• [THE PROBLEM]
How many lines in the entries below contain the string "grass"? Case counts, so give only the number.

§

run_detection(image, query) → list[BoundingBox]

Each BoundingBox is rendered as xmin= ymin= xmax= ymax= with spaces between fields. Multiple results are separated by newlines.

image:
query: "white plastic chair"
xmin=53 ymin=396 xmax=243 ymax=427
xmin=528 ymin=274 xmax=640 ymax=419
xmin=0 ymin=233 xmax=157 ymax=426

§

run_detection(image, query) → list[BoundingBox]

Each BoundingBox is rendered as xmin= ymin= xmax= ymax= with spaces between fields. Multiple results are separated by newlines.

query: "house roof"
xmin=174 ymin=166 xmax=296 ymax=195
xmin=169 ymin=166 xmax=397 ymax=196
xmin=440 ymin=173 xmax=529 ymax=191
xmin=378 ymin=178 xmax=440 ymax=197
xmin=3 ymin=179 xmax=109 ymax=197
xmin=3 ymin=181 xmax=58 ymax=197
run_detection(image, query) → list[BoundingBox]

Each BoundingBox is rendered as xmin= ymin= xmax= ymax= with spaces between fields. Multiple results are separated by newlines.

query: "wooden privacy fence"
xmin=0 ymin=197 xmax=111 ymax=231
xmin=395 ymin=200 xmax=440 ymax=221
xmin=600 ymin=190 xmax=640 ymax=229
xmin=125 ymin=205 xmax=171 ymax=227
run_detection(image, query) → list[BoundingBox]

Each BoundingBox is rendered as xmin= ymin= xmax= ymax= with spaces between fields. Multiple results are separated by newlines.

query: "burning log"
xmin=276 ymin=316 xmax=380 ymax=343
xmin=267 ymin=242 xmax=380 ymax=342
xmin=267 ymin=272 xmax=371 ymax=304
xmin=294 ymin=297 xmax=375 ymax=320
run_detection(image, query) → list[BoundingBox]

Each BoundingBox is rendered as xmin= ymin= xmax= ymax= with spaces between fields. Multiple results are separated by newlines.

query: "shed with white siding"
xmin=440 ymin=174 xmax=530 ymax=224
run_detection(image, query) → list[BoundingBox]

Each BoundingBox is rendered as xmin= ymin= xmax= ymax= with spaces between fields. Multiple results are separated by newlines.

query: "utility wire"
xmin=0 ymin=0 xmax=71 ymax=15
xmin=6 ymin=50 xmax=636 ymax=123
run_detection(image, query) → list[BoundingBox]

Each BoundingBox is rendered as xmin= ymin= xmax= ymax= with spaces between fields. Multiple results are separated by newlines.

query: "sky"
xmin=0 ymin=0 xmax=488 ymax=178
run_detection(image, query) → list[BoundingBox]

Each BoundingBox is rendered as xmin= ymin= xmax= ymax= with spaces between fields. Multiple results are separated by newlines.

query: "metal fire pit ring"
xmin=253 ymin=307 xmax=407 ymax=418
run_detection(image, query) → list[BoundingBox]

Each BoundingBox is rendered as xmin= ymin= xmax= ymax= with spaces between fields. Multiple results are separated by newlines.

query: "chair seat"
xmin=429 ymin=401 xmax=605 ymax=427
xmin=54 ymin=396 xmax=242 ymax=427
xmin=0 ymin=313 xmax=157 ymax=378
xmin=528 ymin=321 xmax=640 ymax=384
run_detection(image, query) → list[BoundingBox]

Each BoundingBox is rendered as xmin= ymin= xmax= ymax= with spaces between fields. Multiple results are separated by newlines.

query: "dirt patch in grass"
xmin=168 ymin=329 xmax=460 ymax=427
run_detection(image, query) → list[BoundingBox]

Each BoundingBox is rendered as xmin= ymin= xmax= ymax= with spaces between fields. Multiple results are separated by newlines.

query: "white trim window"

§

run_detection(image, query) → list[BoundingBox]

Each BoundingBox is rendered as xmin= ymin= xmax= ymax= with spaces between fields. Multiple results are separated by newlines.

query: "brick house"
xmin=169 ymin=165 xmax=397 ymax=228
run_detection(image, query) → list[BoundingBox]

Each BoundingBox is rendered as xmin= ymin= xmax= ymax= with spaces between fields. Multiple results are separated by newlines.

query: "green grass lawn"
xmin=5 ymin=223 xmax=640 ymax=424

§

• [REPLY TO THE TASK]
2